## Stated exercise 1
Summarize the post about collecting stock market data in two sentences.

I was looking over the request again.. more to the specifics..
As with the stuff i am putting together, the hardest part (for a app engineer) is data aquisition (and potentially quality)
I ALSO looked over the answers from others, and the truth is Quantiacs or Quantopian may not do as they are not complete datasets or even near complete. Quantiacs is mostly futures as their customers want the size and liquidity that such can bring compared to the stock market (as far as i can tell from what work i have done). Quantopian on the other hand, restricts their data set to a subset of companies and other items to have certain qualities and so is also not as complete.
The data set I have contains 11,114 symbols
and it starts about 2006 and goes to 2019 (w 2020 pending)
though i have not had time to write code to go back and check for missing parts.
AND it has the caveat that it would be missing companies that went out of business before the date i initially created the symbol list and so had no symbol for me to pull data up on. there are a few other things about it, like figuring out how the sources handled splits so that this method can be known in any software one would write against it (given i am out of work, i dont have lots of time to work on anything that may not lead to earnings for my wife and family so things tend to sit due to priorities).
The data is OPEN, HIGH, LOW, ADJUSTED CLOSE, VOLUME, DIVIDENDS AND SPLITS (in separate tables).
Most of the open APIs that used to provide this information are closed..
Google API has stopped providing the data (see below)
Investopedia has also closed the door as its old link gives 404 error
This was part of the reason i stopped (temporarily?) collecting data..
As you may have heard from the Google Developers Blog, Google is doing an API spring cleaning. One of the APIs affected is the Google Finance API (both the Portfolio API and the Finance Gadgets and Tools API), which will be shut down on October 20, 2012.
This was not an easy decision to take. We work with a large number of data providers and need to respect our relationships with them. As a result, we had to keep the API restricted to end users, which prevented a meaningful ecosystem from growing around the API. We also realized that we could serve more people better by integrating the data into other Google products rather than requiring them to write code to access the data. For example, check out the GoogleFinance() function in Google Spreadsheets which replicates some of the API's functionality without requiring you to write code.
Thank you for being loyal users of the Google Finance API over the last few years.
Yahoo has made it harder (impossible?), to get it from their pages in a easy programatic way
however, if you wanted to look at one company, they still provide.
https://finance.yahoo.com/quote/AAPL/history?p=AAPL
but this is AJAX and only populates the whole table if you page down
and is 2019 to 2020.. (maybe more, i haven't really looked)
the download is this link
https://query1.finance.yahoo.com/v7...eriod2=1581870306&interval=1d&events=history&crumb=wDEQ8G8kzwU
But notice that last (bold part). That is a digital crumb that basically prevents easy access to the download data for the period you put in... I have not bothered to even try to get around it, or work with it... (yet?)

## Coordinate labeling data
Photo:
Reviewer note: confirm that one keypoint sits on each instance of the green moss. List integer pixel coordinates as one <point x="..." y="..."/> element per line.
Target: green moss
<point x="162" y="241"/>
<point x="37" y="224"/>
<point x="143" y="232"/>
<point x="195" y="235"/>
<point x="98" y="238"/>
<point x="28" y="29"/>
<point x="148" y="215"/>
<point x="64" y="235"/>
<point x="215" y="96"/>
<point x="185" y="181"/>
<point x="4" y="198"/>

## Stated exercise 2
Reproduce every line of the coordinate labeling records above, with nothing changed.

## Reply 1
The writer has a stock data set of 11,114 symbols that runs from about 2006 to 2019 and holds open, high, low, adjusted close, volume, dividends and splits, though it lacks companies that went out of business before the symbol list was created. Most open APIs that once supplied such data have closed: Google shut down its Finance API, Investopedia's old link returns a 404 error, and Yahoo's download link carries a crumb that blocks easy programmatic access.

## Reply 2
Photo:
Reviewer note: confirm that one keypoint sits on each instance of the green moss. List integer pixel coordinates as one <point x="..." y="..."/> element per line.
Target: green moss
<point x="162" y="241"/>
<point x="37" y="224"/>
<point x="143" y="232"/>
<point x="195" y="235"/>
<point x="98" y="238"/>
<point x="28" y="29"/>
<point x="148" y="215"/>
<point x="64" y="235"/>
<point x="215" y="96"/>
<point x="185" y="181"/>
<point x="4" y="198"/>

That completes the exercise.